**Excerpted records:**
=== Section Start ===

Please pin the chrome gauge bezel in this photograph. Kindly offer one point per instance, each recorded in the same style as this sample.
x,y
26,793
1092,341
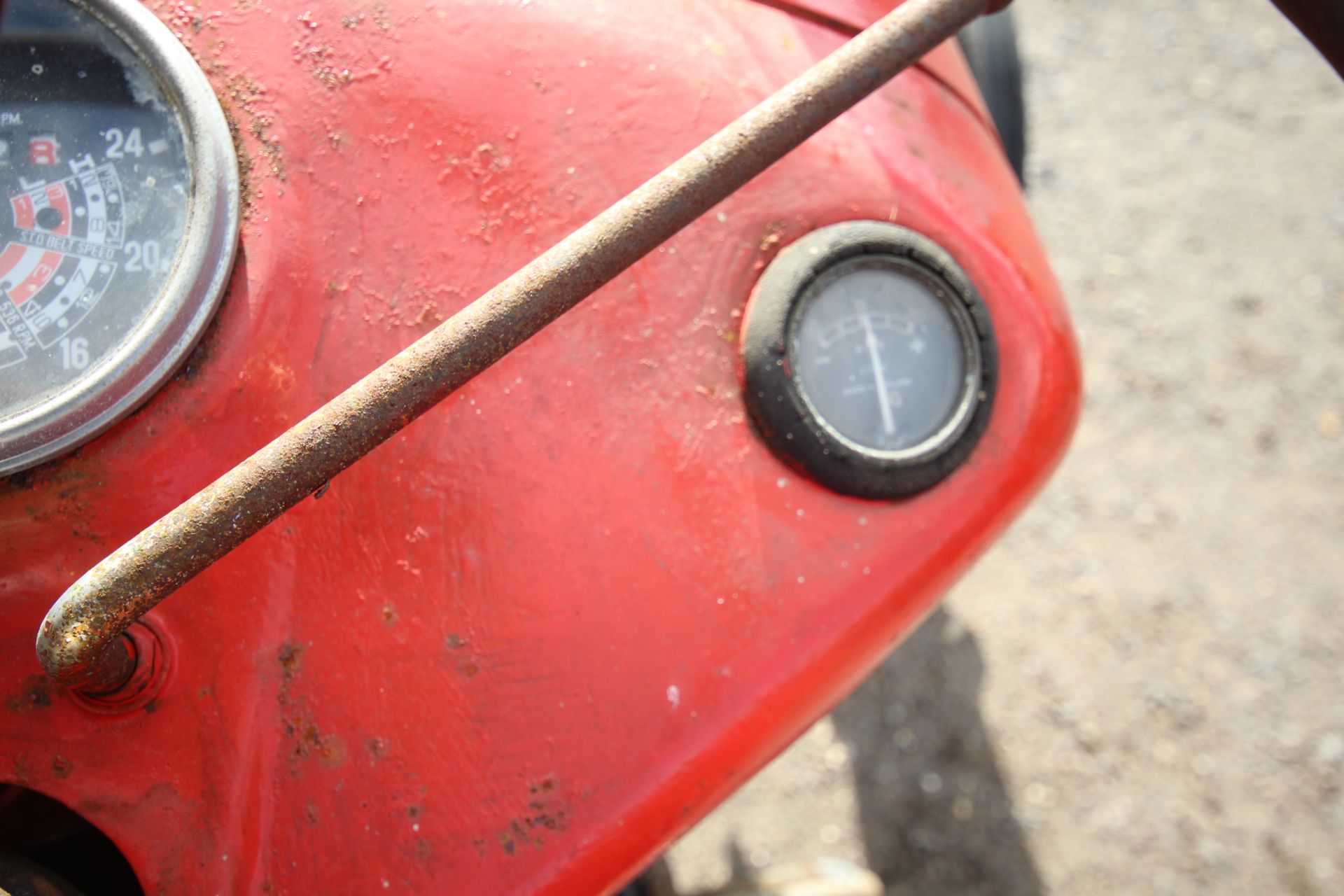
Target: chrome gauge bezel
x,y
790,424
188,298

=== Section End ===

**About this exercise:**
Return all of the records above exactly as written. Omit each picture.

**Solution:**
Please pin the chrome gauge bezel in this photograph. Kindly offer one point per instance, each recorded in the same style as this sample.
x,y
26,793
1092,341
Target: chrome gauge bezel
x,y
790,424
188,298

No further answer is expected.